§ **EXTRACTED INFORMATION**
■ ■ ■ ■

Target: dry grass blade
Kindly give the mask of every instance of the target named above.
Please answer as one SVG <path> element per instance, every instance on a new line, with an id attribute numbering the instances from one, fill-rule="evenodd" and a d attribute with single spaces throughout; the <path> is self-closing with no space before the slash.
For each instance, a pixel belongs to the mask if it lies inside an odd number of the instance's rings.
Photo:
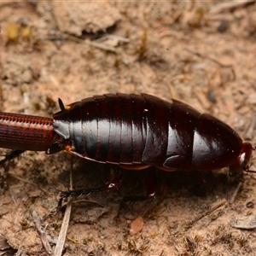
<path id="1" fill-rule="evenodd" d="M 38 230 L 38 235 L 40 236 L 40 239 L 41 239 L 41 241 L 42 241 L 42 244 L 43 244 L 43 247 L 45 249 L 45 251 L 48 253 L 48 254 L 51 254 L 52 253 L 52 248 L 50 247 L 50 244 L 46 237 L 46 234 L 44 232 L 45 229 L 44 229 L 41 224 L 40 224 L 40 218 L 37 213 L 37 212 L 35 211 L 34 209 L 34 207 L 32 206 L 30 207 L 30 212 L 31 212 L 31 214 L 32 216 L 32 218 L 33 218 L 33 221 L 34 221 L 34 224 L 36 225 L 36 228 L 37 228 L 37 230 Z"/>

■ ■ ■ ■

§ **WRITTEN TASK**
Rewrite the lines above with "dry grass blade" replaced by "fallen leaf" and everything else left as it is, and leave the pictures out.

§ **SOLUTION TO THE EXERCISE**
Target: fallen leaf
Kindly give the mask of every instance of the target named above.
Please answer as one SVG <path> element per instance, every instance on a new line, with an id attribute numbering the instances from one, fill-rule="evenodd" and a d attribute with single spaces throughout; the <path> is self-closing with no space before the slash.
For each instance, a pixel belongs to the mask if it lies inside an odd number of the instance's rings.
Photo:
<path id="1" fill-rule="evenodd" d="M 38 230 L 38 235 L 40 236 L 40 239 L 41 239 L 41 241 L 42 241 L 42 244 L 43 244 L 43 247 L 45 249 L 45 251 L 48 253 L 48 254 L 51 254 L 52 253 L 52 248 L 50 247 L 50 244 L 46 237 L 46 234 L 44 232 L 45 229 L 44 229 L 41 224 L 40 224 L 40 218 L 37 213 L 37 212 L 35 211 L 34 209 L 34 207 L 32 206 L 30 207 L 30 212 L 31 212 L 31 214 L 32 216 L 32 218 L 33 218 L 33 221 L 34 221 L 34 224 L 36 225 L 36 228 L 37 228 L 37 230 Z"/>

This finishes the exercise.